> **EXERCISE DESCRIPTION**: Show every line of the material below that contains the string "bird", copying each one in full. Treat the match as case-sensitive.

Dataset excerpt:
= = = = = = =

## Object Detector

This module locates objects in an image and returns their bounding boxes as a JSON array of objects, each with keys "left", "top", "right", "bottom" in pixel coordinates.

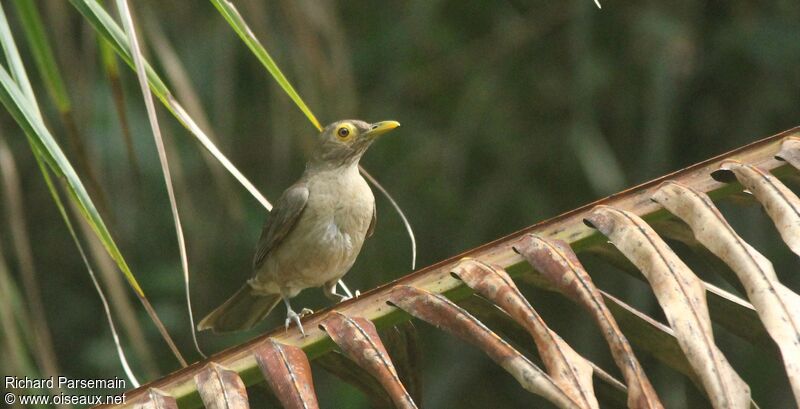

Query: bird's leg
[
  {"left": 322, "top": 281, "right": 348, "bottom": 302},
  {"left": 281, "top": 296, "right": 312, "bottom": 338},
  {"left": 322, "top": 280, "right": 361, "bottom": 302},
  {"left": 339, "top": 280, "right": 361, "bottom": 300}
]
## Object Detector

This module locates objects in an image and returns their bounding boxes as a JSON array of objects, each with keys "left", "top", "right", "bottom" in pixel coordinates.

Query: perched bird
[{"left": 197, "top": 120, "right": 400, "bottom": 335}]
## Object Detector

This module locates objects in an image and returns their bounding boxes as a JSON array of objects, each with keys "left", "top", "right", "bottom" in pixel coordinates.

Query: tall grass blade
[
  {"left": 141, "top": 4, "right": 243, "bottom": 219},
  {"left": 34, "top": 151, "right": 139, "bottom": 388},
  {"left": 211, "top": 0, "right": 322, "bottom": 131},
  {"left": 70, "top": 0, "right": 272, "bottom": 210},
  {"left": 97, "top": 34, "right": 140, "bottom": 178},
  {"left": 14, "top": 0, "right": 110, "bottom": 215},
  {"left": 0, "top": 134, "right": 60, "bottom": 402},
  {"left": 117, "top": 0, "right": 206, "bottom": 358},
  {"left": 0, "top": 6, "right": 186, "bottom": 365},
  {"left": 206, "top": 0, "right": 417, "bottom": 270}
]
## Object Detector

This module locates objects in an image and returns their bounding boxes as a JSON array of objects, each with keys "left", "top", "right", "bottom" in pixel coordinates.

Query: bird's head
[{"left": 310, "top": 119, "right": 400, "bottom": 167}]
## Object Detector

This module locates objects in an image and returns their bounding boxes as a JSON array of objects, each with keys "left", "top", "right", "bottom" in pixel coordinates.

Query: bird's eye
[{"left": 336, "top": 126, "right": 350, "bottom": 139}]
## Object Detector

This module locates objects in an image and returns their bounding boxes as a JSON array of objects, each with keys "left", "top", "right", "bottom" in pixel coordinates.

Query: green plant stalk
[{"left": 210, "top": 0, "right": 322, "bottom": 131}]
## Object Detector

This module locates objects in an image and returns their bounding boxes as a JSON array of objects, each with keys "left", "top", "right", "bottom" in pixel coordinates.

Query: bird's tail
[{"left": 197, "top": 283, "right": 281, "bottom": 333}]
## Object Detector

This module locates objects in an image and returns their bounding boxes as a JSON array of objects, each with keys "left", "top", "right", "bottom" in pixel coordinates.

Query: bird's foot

= = = = = = =

> **COMPLETE OUTPUT**:
Query: bird's leg
Query: perched bird
Query: bird's head
Query: bird's eye
Query: bird's tail
Query: bird's foot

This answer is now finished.